── Given passage ──

A key part of the process to create immunotherapies for the treatment of cancer involves rapid expansion protocols (REPs) and immune cells extracted from hosts. The idea is to put the immune cells back once they have been altered to be bigger and better at killing cancer, but previous targets, namely CD8+ T cells, lose their power after going through REPs. However, scientists have now identified a better target cell that could completely change immunotherapy approaches.
CD8+ T cells might not be cut out for long-term REPs, a necessary step in adoptive cancer immunotherapy (ACT). Th17 cells, though, appear to be uniquely eligible for the task; as compared to CD8+ T cells that show reduced efficacy after going through REPs, Th17 cells are more resilient and durable throughout the expansion process.
As an immunotherapy approach, ACT revolves around “The Three Es:” extracting, expanding, and enhancing host T cells for eventual return to the body to fight cancer. REPs are necessary but tough on T cells, and it can take up months to adequately prepare cells. After several weeks of preparation, CD8+ T cells often lose their power, but Th17 cells have been shown to be “resistant to expansion-induced degradation,” making them an obvious replacement for the seemingly “delicate” CD8+ cells.
"Th17 cells have a natural propensity to logarithmically expand without restimulation,” explained research leader Chrystal Paulos, PhD. “And, if we did restimulate them, this approach didn't dramatically impair the antitumor response as with CD8+ T cells."

───

Questions to answer:
a) Answer these questions using the immunotherapy passage:
(i) What does ACT stand for?
(ii) What are "The Three Es" of ACT?
(iii) Who is named as the research leader?
b) Retype the immunotherapy passage word for word, everything from "CD8+ T cells might" down to "the expansion process.".
The material below the immunotherapy passage comes from a different source.

── Excerpted data ──

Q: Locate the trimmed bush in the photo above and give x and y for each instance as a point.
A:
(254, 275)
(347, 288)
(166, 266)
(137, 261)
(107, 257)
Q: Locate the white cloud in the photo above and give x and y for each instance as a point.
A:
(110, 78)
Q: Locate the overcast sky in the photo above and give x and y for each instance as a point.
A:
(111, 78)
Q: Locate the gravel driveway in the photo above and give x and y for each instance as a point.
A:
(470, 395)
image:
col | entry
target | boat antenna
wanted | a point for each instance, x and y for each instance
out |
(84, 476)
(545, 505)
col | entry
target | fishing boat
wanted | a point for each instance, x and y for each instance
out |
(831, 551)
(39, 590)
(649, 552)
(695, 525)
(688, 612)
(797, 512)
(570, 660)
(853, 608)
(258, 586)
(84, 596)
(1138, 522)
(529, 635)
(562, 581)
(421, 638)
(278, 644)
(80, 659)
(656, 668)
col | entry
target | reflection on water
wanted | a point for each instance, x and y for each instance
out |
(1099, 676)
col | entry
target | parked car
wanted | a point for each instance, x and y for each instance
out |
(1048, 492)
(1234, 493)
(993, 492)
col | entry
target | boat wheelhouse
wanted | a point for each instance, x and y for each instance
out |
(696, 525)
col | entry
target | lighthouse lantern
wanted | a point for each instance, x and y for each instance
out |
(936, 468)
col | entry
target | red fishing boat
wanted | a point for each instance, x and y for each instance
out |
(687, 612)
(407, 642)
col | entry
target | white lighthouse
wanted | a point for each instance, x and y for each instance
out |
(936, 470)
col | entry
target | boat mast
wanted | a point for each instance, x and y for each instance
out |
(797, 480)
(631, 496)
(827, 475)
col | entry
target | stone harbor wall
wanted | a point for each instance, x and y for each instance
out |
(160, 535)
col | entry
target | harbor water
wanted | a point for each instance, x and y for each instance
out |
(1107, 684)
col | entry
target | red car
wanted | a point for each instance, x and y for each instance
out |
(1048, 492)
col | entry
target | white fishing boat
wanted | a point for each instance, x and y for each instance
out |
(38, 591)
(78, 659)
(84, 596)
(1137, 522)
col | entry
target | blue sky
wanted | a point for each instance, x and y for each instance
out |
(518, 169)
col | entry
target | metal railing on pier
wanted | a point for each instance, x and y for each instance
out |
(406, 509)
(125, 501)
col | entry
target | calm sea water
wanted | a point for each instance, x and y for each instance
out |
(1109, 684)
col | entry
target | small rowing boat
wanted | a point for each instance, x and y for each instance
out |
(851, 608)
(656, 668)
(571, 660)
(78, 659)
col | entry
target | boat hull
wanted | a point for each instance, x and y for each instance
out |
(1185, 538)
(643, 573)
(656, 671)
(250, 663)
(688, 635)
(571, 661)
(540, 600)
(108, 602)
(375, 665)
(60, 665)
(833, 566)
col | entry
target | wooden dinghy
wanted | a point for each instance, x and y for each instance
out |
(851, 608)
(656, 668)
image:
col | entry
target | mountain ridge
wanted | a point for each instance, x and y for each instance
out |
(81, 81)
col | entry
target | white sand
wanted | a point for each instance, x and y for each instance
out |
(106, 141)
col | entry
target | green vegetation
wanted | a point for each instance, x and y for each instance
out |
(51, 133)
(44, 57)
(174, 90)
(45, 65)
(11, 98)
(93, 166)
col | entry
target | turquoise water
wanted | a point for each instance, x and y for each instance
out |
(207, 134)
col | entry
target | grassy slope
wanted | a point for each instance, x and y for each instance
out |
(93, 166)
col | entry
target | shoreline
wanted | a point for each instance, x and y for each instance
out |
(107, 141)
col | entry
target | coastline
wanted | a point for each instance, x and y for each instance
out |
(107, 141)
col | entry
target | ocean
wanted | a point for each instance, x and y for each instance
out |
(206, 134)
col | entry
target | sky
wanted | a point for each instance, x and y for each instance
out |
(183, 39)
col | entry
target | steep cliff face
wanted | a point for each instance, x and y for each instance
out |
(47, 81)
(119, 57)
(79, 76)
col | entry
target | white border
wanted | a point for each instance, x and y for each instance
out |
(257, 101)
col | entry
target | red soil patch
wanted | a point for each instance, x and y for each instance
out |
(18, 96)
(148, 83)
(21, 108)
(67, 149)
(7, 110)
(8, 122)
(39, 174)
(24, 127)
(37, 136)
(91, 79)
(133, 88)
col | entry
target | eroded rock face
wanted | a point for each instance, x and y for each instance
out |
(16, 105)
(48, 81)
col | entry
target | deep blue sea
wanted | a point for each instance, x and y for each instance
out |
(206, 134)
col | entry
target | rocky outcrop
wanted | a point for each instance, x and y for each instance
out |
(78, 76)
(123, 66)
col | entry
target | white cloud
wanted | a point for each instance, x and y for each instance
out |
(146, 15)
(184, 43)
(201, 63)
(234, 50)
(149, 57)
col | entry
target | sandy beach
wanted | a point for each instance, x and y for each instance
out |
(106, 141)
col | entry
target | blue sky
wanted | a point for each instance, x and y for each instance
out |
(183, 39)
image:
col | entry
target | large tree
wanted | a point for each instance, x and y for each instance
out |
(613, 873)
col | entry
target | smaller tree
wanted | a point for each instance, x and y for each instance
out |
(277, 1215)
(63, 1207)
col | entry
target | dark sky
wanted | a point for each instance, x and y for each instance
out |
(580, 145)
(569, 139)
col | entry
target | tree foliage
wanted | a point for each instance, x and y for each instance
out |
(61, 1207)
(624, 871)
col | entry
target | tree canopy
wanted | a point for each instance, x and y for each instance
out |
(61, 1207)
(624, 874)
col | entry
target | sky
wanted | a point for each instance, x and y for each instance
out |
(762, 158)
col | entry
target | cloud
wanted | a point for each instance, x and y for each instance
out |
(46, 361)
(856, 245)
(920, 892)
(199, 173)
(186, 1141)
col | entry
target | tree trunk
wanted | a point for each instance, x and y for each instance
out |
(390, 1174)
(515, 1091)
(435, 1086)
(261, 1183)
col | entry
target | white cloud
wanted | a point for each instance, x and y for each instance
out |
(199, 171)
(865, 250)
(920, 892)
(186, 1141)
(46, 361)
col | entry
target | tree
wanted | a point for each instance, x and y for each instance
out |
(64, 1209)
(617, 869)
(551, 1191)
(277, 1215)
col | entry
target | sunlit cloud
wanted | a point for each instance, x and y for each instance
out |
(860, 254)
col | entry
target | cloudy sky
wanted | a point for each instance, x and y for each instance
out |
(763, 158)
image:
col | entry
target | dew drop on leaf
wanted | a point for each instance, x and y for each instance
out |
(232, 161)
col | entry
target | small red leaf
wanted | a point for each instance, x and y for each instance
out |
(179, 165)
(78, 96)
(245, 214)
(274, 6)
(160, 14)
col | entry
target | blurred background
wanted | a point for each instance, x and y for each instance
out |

───

Answers to the exercise:
a)
(i) Adoptive cancer immunotherapy.
(ii) Extracting, expanding, and enhancing host T cells.
(iii) Chrystal Paulos, PhD.

b)
CD8+ T cells might not be cut out for long-term REPs, a necessary step in adoptive cancer immunotherapy (ACT). Th17 cells, though, appear to be uniquely eligible for the task; as compared to CD8+ T cells that show reduced efficacy after going through REPs, Th17 cells are more resilient and durable throughout the expansion process.